Saved data entries

════

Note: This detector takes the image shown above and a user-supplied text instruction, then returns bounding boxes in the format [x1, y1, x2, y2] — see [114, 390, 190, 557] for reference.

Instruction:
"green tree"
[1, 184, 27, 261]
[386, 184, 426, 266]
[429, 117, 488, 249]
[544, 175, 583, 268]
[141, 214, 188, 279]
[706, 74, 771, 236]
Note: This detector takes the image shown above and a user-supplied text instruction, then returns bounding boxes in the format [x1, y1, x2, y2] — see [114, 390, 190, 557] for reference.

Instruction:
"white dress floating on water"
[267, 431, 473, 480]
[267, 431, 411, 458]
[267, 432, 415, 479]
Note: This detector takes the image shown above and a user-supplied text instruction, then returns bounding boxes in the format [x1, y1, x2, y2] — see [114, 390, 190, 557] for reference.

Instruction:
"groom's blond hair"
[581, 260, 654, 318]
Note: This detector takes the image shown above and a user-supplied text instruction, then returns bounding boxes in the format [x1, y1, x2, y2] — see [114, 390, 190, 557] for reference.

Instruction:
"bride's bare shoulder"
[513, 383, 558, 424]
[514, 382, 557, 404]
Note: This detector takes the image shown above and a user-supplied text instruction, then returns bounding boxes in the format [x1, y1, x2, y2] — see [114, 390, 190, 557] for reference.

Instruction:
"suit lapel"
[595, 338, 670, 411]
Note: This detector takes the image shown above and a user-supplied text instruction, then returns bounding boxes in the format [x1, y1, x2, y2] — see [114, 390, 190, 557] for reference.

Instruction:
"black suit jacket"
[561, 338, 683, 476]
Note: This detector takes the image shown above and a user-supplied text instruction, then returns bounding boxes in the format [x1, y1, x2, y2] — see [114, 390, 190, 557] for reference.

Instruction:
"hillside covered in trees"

════

Problem to solve:
Please repeat each entry. Keep every word the same.

Solution to this exercise:
Note: This detector takes the image shown above and a user-supplied text instruction, then returns bounding boxes in the format [x1, y1, x2, y2] — see [114, 390, 190, 557] for reference.

Instruction:
"green tree"
[1, 184, 27, 261]
[386, 184, 426, 266]
[429, 117, 488, 249]
[544, 175, 583, 268]
[141, 214, 188, 279]
[706, 74, 771, 236]
Note: This detector takes the image shown above and a user-supplied text instruction, then returns bounding boxes in the format [x1, y1, x2, y2] — see [114, 390, 190, 557] for reference.

Instruction:
"white dress floating on water"
[267, 431, 473, 480]
[267, 431, 411, 458]
[267, 432, 415, 479]
Note: This detector takes the image shown above and a user-supplied text instruction, then returns bounding boxes in the format [x1, y1, x2, y2] — see [114, 390, 190, 557] for reference.

Instruction:
"groom's blond hair"
[581, 260, 654, 318]
Note: This detector takes the image shown above and a user-supplied text instruction, then returns bounding boxes in the format [x1, y1, x2, y2] — see [114, 390, 190, 557] for reference.

Instruction:
"bride's bare shoulder"
[513, 383, 558, 424]
[514, 382, 557, 404]
Note: This detector takes the image shown above and a user-supplied text instruction, then returns bounding boxes in the format [x1, y1, x2, y2] — see [114, 390, 190, 557] for reference.

Instruction:
"suit lapel"
[595, 338, 670, 411]
Note: This detector takes the image shown above and a user-supplied text instruction, then returns bounding boxes in the format [x1, y1, x2, y2] — see [114, 390, 190, 557] for reference.

Instruction:
"black suit jacket"
[561, 338, 683, 476]
Note: This detector takes the image shown above and a user-supplied text instruction, then returns bounding boxes in the format [x1, y1, x2, y2] — see [114, 390, 190, 557] for reference.

Instruction:
"hillside covered in trees"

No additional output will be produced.